Metin Bölümü:
******

Mlliyet Milliyet Blog Milliyet Blog
 
Facebook Connect
Blog Kategorileri
 

11 Aralık '11

 
Kategori
Spor
 

Galatasaray'ın yerleşik ezberi bozan oyun anlayışı

Maç boyunca Şenol Güneş elinde tuttuğu deftere bir sürü notlar aldı. Bu notları ne şekilde değerlendirdiği konusunda bir fikir edinemiyoruz çünkü Trabzonspor, Beşiktaş karşısında nasıl oynamış ve ne türden çaresizlikler içinde kalmışsa çok daha ağırını Galatasaray maçında yaşadı.

Burak Yılmaz rakip takımın defansı ile orta alana yakın bir yerde ve aynı çizgi üzerinde oynadığında inanılmaz etkili bir oyuncu olduğunu her seferinde gösterdi. Ancak defans kendi kalesine yakın oynayıp Burak’ın topla uzun mesafeli koşuşunsa izin vermediğinde genç oyuncunun bütün etkinliği yok oluyor, sıradanlaşıyor.

Trabzonspor üst üste oynadığı bu iki büyük maçta gösterdi ki başka bir oyun planı da yok.

Şenol Güneş bu maçı kaybedeceğini anlamış olacak oyuna müdahalede bulunmak yerine not tutmayı tercih etti. Böylece her geçen dakika takımının çaresizliğini arttırdı. Trabzonspor da oyunu bıraktı. Özellikle ikinci yarıda sahada mücadele etmeyen bir takım izledik.

******

Yapılacak Görevler:
A: Maç yazısına göre, Şenol Güneş'in deftere aldığı notları nasıl değerlendirdiği hakkında neden bir fikir edinilemiyor? Bir ila üç cümleyle açıklayın.
B: Maç yazısını "Maç boyunca Şenol" ifadesinden başlayarak "planı da yok." ifadesine kadar, bu ifade de dahil, birebir yeniden yazın.

Veri Kesiti:
******

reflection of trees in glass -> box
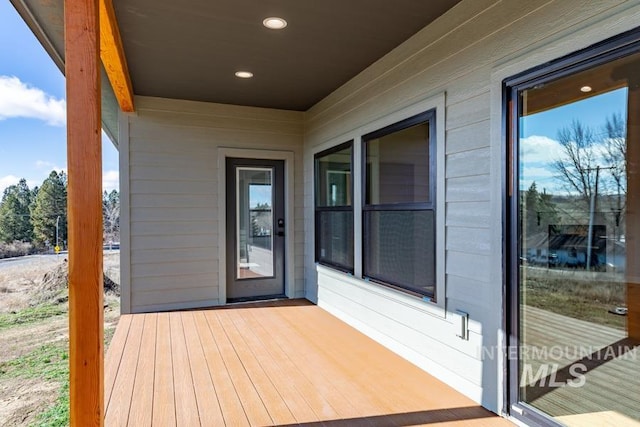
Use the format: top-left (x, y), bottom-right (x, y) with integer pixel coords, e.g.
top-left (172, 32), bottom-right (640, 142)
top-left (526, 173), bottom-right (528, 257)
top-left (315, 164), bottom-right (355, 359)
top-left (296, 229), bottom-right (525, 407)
top-left (524, 181), bottom-right (560, 235)
top-left (552, 113), bottom-right (627, 232)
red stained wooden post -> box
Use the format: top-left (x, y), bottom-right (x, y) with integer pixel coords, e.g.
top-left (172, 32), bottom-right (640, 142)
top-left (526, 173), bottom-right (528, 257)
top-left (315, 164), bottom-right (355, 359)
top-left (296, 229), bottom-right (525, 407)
top-left (64, 0), bottom-right (104, 427)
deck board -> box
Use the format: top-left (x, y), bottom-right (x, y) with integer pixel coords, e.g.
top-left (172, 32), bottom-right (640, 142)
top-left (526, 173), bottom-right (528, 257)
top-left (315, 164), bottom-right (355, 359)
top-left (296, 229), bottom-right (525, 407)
top-left (169, 313), bottom-right (201, 426)
top-left (182, 313), bottom-right (224, 426)
top-left (104, 315), bottom-right (133, 411)
top-left (523, 306), bottom-right (640, 426)
top-left (152, 313), bottom-right (176, 427)
top-left (105, 316), bottom-right (145, 425)
top-left (128, 314), bottom-right (158, 427)
top-left (105, 300), bottom-right (511, 427)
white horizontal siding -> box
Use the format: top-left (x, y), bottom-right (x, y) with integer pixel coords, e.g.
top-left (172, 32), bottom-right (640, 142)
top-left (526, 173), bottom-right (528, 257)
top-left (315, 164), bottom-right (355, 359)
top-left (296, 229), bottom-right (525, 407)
top-left (127, 97), bottom-right (304, 312)
top-left (305, 0), bottom-right (640, 418)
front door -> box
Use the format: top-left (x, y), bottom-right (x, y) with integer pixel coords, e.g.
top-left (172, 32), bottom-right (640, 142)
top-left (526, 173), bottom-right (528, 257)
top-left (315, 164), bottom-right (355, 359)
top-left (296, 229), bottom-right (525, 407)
top-left (226, 158), bottom-right (285, 302)
top-left (508, 37), bottom-right (640, 426)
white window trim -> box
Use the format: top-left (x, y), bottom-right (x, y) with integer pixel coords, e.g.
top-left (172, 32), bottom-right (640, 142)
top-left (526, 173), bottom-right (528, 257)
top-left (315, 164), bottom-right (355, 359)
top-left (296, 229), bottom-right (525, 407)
top-left (218, 147), bottom-right (295, 305)
top-left (311, 92), bottom-right (447, 318)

******

Sıralı Çözümler:
A: Çünkü Trabzonspor, Beşiktaş karşısında nasıl oynamış ve ne tür çaresizlikler içinde kalmışsa, Galatasaray maçında bunların çok daha ağırını yaşadı.

B:
Maç boyunca Şenol Güneş elinde tuttuğu deftere bir sürü notlar aldı. Bu notları ne şekilde değerlendirdiği konusunda bir fikir edinemiyoruz çünkü Trabzonspor, Beşiktaş karşısında nasıl oynamış ve ne türden çaresizlikler içinde kalmışsa çok daha ağırını Galatasaray maçında yaşadı.

Burak Yılmaz rakip takımın defansı ile orta alana yakın bir yerde ve aynı çizgi üzerinde oynadığında inanılmaz etkili bir oyuncu olduğunu her seferinde gösterdi. Ancak defans kendi kalesine yakın oynayıp Burak’ın topla uzun mesafeli koşuşunsa izin vermediğinde genç oyuncunun bütün etkinliği yok oluyor, sıradanlaşıyor.

Trabzonspor üst üste oynadığı bu iki büyük maçta gösterdi ki başka bir oyun planı da yok.